--- Document passage ---
————

2
votes

I have two numpy arrays a and b:

a and b are the same dimensions, a could be a different size than b.

For instance:

a = [[1,2], ..., [5,7]]
b = [ [3,8], [4,7], ... [9,15] ] 

Is there an easy way to compute the Euclidean distance between a and b such that this new array could be used in a k nearest neighbors learning algo.

Note: This is in python

4
So you want the Euclidean distance from each point in a to each point in b? Can you give a small example input and output? - aganders3

4 Answers

1
votes

If what you want is k nearest neighbors, then there are more efficient ways than computing the full distance matrix (especially with many points). Check out scipy's KDTree if you want fast k-neighbors searches.

0
votes

You can use scipy.spatial.distance.cdist like this:

from scipy.spatial import distance

a = [[1,2], ..., [5,7]]
b = [ [3,8], [4,7], ... [9,15] ] 
dist = distance.cdist(a, b, 'euclidean')

————

--- Data provided ---
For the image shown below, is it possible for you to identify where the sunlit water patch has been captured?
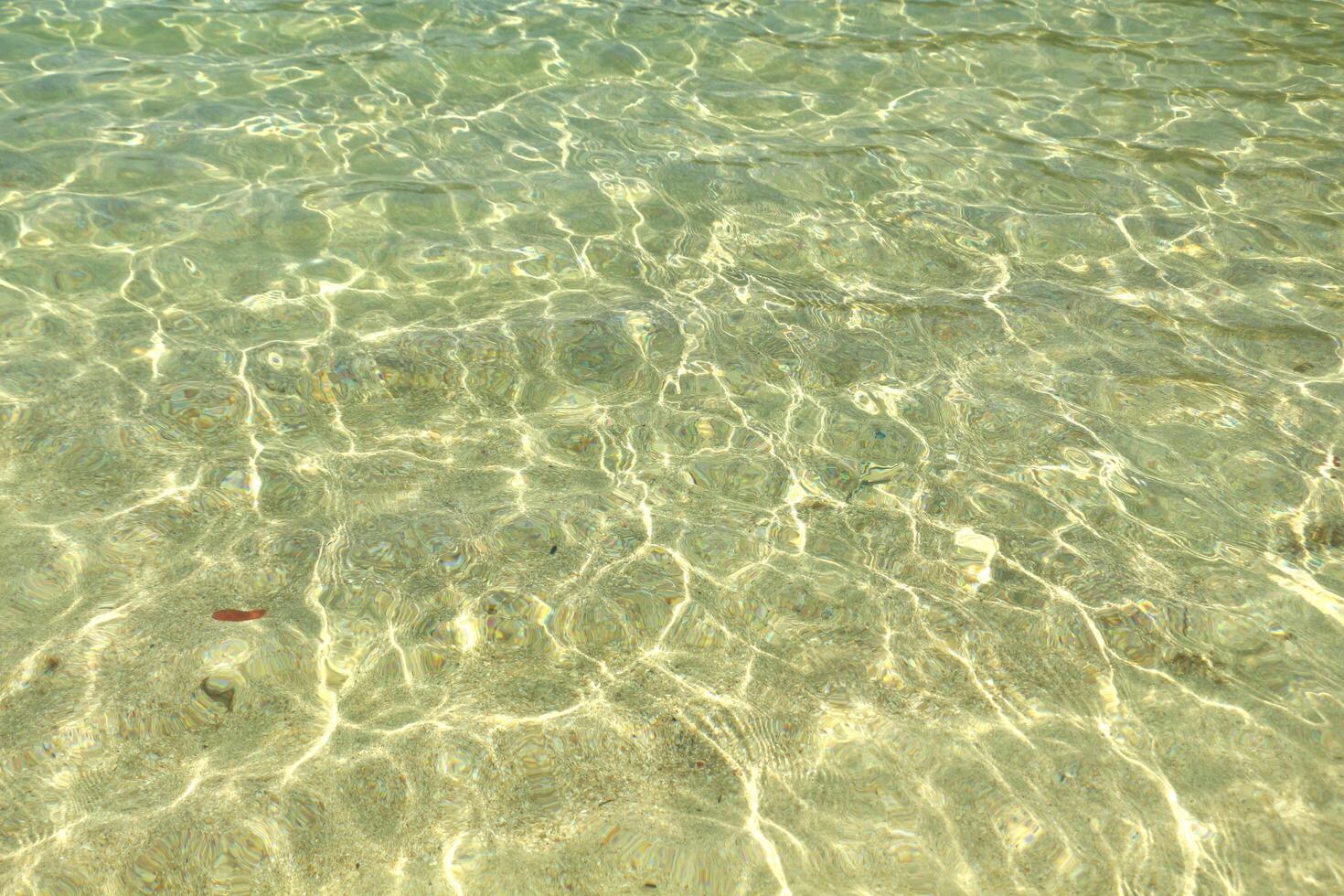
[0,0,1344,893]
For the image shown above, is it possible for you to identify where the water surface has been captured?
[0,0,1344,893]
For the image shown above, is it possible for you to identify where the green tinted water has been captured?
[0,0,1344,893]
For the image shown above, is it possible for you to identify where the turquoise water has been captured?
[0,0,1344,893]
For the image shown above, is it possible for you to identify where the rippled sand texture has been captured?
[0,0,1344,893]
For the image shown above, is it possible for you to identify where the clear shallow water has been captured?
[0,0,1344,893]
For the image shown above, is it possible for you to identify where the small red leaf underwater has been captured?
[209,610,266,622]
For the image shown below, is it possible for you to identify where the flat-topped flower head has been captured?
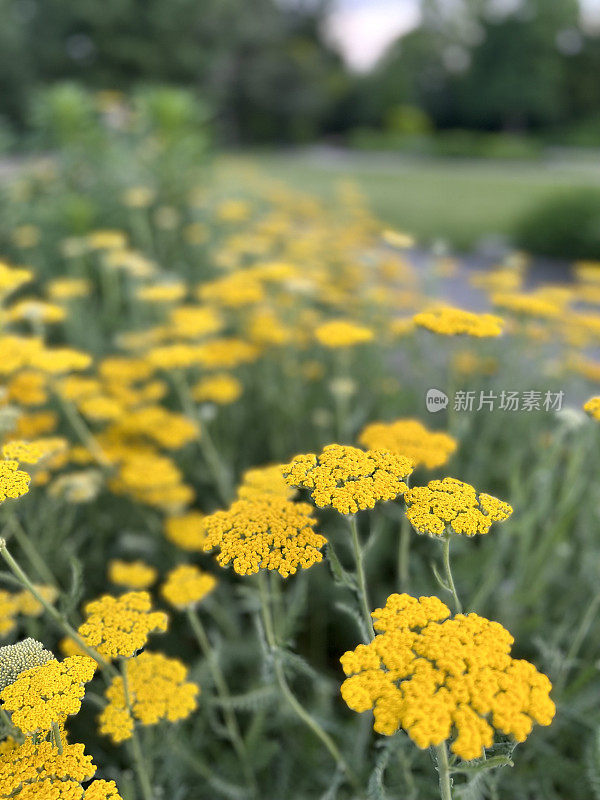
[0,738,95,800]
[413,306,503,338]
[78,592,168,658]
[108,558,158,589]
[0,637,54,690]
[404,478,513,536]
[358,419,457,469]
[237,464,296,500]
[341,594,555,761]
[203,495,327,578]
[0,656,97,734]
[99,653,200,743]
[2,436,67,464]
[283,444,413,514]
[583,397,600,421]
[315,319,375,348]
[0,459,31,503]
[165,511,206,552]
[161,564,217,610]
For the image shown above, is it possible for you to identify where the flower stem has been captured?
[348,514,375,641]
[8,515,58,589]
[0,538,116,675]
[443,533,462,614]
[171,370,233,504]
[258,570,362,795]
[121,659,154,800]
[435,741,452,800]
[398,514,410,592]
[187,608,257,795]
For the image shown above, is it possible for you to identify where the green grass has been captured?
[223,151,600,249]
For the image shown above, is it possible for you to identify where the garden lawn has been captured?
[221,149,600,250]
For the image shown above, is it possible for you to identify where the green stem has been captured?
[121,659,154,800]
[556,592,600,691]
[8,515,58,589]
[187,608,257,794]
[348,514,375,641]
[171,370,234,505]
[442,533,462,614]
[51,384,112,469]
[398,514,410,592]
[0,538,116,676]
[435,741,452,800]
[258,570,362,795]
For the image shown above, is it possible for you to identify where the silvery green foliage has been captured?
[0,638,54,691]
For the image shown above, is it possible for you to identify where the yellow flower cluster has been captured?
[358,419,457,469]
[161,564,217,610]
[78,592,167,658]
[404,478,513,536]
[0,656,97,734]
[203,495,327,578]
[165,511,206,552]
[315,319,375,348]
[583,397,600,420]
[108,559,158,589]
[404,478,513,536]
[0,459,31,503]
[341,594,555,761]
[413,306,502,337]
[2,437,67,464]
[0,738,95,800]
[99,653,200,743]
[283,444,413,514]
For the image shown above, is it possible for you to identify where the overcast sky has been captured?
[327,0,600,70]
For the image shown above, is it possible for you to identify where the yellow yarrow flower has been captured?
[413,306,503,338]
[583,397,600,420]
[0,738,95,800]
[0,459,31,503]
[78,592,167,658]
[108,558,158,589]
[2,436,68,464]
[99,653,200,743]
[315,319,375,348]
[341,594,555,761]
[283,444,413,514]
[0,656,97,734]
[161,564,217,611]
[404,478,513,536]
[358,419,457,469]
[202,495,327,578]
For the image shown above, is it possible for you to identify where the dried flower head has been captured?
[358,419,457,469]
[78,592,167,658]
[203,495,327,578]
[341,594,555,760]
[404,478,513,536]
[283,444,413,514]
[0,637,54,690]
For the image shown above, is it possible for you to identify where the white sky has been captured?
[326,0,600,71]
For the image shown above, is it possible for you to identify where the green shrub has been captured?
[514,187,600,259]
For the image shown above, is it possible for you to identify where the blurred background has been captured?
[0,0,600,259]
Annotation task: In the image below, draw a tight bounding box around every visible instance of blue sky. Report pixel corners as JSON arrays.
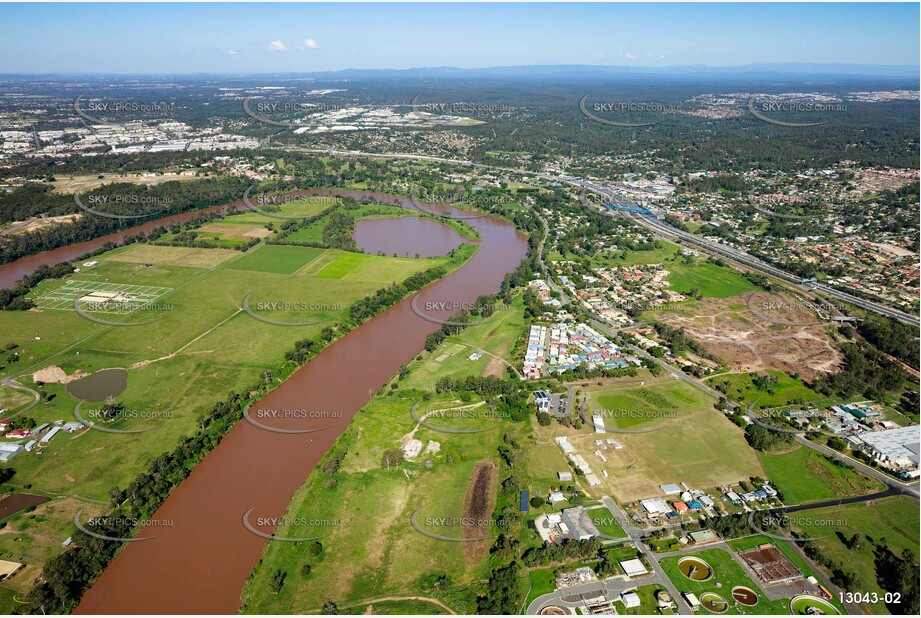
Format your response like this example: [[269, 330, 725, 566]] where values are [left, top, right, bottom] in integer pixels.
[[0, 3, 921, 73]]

————

--- Exercise instructions ---
• 1. In the numpy distance thread, which scipy tool is recommended for fast k-neighbors searches?
• 2. Shorten the paragraph in the numpy distance thread that begins "If what you want is k nearest neighbors" to a single sentence, keeping its main facts.
• 3. Pick up the numpy distance thread where it stops and continue it.

--- The responses ---
• 1. Scipy's KDTree.

• 2. For k nearest neighbors, there are more efficient approaches than computing the full distance matrix, especially with many points, and scipy's KDTree offers fast k-neighbors searches.

• 3.
This method can be used only if a and b have small number of elements. If there are millions of elements than its slow and requires heavy space on memory. I.e. lets say 'a' has 1 million elements and 'b' has 1000 elements. You will end up with O(m*n), where m=1000000 and b=1000.

Here you can see few methods are compared in terms of efficiency: Efficient and precise calculation of the euclidean distance

0
votes

You can use numpy. Here an example:

import numpy as np


a = np.array([3, 0])
b = np.array([0, 4])

c = np.sqrt(np.sum(((a - b) ** 2)))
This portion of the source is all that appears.